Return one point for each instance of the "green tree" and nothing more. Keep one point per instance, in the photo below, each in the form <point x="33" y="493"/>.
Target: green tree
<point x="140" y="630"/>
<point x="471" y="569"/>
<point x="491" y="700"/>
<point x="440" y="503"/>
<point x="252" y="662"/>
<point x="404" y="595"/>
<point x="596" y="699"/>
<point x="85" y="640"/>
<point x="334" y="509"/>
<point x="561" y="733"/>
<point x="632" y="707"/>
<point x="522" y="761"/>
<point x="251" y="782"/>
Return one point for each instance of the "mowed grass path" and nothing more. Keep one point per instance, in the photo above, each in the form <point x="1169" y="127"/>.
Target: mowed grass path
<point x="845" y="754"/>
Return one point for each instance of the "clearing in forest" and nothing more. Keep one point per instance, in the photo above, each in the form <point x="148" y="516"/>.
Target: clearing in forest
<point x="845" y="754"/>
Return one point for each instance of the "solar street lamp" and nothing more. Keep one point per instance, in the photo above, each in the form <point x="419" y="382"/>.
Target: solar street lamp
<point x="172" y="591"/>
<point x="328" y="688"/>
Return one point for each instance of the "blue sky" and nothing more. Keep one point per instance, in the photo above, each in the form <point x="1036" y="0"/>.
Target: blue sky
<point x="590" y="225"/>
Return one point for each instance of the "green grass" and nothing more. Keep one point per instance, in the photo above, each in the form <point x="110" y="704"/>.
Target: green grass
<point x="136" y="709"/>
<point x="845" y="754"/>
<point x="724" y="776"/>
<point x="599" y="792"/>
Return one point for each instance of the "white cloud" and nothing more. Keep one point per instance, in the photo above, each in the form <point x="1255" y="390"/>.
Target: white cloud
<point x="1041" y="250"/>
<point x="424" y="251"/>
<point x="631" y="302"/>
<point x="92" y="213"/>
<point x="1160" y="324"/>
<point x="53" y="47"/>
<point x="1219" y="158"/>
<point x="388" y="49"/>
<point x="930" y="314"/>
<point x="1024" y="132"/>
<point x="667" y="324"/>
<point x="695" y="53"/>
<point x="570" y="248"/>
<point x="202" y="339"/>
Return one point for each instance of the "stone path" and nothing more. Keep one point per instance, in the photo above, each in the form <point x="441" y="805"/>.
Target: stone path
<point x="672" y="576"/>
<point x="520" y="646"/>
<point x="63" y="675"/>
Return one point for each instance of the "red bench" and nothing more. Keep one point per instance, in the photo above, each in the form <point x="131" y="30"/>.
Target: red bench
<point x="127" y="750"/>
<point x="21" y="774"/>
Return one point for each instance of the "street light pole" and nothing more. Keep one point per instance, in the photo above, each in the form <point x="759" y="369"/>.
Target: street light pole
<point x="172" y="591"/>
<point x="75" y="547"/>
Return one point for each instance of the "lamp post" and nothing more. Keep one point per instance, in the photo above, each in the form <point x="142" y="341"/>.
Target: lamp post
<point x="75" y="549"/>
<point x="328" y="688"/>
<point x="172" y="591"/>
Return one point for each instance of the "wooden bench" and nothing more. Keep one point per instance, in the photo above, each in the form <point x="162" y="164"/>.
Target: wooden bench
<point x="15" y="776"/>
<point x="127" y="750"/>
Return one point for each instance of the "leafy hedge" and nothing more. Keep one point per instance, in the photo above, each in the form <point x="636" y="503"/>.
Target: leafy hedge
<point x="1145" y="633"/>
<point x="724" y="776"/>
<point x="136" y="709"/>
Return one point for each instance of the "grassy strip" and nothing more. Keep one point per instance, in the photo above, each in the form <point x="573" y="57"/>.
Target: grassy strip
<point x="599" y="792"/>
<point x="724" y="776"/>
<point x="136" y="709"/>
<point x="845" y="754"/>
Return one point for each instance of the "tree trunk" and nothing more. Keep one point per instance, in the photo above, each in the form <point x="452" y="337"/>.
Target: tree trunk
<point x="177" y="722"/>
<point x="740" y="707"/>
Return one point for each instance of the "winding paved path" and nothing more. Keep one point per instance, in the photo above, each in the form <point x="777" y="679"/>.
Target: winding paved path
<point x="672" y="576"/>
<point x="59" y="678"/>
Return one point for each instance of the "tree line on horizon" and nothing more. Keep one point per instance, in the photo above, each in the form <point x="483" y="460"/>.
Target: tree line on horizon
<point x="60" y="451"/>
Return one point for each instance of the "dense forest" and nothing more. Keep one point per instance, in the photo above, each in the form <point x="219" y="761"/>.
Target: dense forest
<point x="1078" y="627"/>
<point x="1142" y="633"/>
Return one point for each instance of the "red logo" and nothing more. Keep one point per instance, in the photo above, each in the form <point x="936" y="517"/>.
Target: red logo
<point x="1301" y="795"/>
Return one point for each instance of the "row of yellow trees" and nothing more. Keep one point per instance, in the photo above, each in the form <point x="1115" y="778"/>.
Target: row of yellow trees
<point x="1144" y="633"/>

----

The request>
From the records above, please extract every line and repeat it exactly.

Completed exercise>
Return one point for each instance of the "green tree" and nothing more. Keep one point per instance, in the photo below, each in the form <point x="33" y="493"/>.
Target: green tree
<point x="140" y="630"/>
<point x="471" y="569"/>
<point x="491" y="700"/>
<point x="440" y="503"/>
<point x="252" y="662"/>
<point x="404" y="595"/>
<point x="596" y="699"/>
<point x="85" y="640"/>
<point x="334" y="509"/>
<point x="561" y="733"/>
<point x="632" y="707"/>
<point x="522" y="761"/>
<point x="251" y="782"/>
Return one point for each instance of the "mowed grass path" and nothing more. Keep one point per instance, in the photo above, each in the form <point x="1169" y="127"/>.
Target: mowed grass path
<point x="845" y="754"/>
Return one point for each instance of the "clearing in forest" and nothing more. Keep one point per instance, in the photo above, each in the form <point x="148" y="516"/>.
Target: clearing in forest
<point x="845" y="754"/>
Return one point for each instance of the "solar street lamp" and nothing more. Keep one point per instance, in the photo above, each in the form <point x="419" y="382"/>.
Target: solar street lamp
<point x="172" y="591"/>
<point x="328" y="688"/>
Return one point for each instance of the "blue sky" and nothing more. Keep one point per instance, in the photo above, each in the form <point x="1036" y="0"/>.
Target: blue sky
<point x="590" y="225"/>
Return one point for each instance of the "green grass" and nothing more. Keep one point per instance, in the photo above, each in the form <point x="110" y="704"/>.
Target: green grass
<point x="136" y="709"/>
<point x="845" y="754"/>
<point x="724" y="776"/>
<point x="599" y="792"/>
Return one point for each instance of the "white cloud" and nothing more. Keep one point per instance, in the photo above, each in the form <point x="1255" y="390"/>.
Target: white cloud
<point x="1041" y="250"/>
<point x="424" y="251"/>
<point x="631" y="302"/>
<point x="92" y="213"/>
<point x="1160" y="324"/>
<point x="53" y="47"/>
<point x="1219" y="158"/>
<point x="388" y="49"/>
<point x="930" y="314"/>
<point x="1024" y="132"/>
<point x="667" y="324"/>
<point x="695" y="53"/>
<point x="570" y="248"/>
<point x="202" y="339"/>
Return one point for each instance of the "stone path" and nothing more. Keep one point per instance, in the photo above, each in the form <point x="441" y="805"/>.
Target: stone path
<point x="672" y="576"/>
<point x="520" y="646"/>
<point x="63" y="675"/>
Return one point for each instance of the "red bench" and nothing more. Keep one point per instance, in the photo above, each in the form <point x="131" y="30"/>.
Target: red bench
<point x="127" y="750"/>
<point x="21" y="774"/>
Return one point for each instance of the "street light pole" and nothing more. Keep one point per instance, in the photo above, each in the form <point x="759" y="369"/>.
Target: street light pole
<point x="172" y="591"/>
<point x="75" y="547"/>
Return one point for each instance of the "lamp post" and nothing more. Keep one point per instance, in the photo above, each in the form <point x="142" y="341"/>.
Target: lamp post
<point x="75" y="549"/>
<point x="328" y="688"/>
<point x="172" y="591"/>
Return one point for each instance of the "wooden bench" and nothing more. Keep one point per instance, in the photo above, each in the form <point x="162" y="164"/>.
Target: wooden bench
<point x="15" y="776"/>
<point x="127" y="750"/>
Return one point for each instance of the "leafy hedge" and nothing more. Keep one point per instance, in the photo above, each in the form <point x="636" y="503"/>.
Target: leafy hedge
<point x="1145" y="633"/>
<point x="724" y="776"/>
<point x="136" y="709"/>
Return one point for each instance of the "grassy strip" and nothing more. Keep one point per instance, in the photo above, each in the form <point x="573" y="57"/>.
Target: grassy strip
<point x="599" y="792"/>
<point x="724" y="776"/>
<point x="136" y="709"/>
<point x="845" y="754"/>
Return one point for each instance of the "tree trunk" and nothing more. Keep one point per instance, in the photo above, each in the form <point x="452" y="337"/>.
Target: tree trunk
<point x="177" y="722"/>
<point x="740" y="707"/>
Return one point for each instance of the "winding paved path" and nothing more. Keep one point per instance, in the photo above, each in the form <point x="777" y="679"/>.
Target: winding paved path
<point x="672" y="576"/>
<point x="59" y="678"/>
Return one point for each instance of the "tree line on horizon" and nothing more. Keep one point per instance, in the photo above, each in the form <point x="483" y="460"/>.
Target: tree line on horizon
<point x="60" y="451"/>
Return one point for each instance of the "dense forest" and nothing more. Keep one point per instance, in the photo above, each in the form <point x="219" y="761"/>.
Target: dense forest
<point x="1078" y="627"/>
<point x="1142" y="633"/>
Return one point for each instance of the "red logo" and nothing more. Keep one point per instance, in the photo above, each in the form <point x="936" y="517"/>.
Target: red logo
<point x="1301" y="795"/>
Return one point for each instance of the "row of yellow trees" and nothing more. Keep one point per instance, in the photo above, each in the form <point x="1115" y="778"/>.
Target: row of yellow trees
<point x="1144" y="633"/>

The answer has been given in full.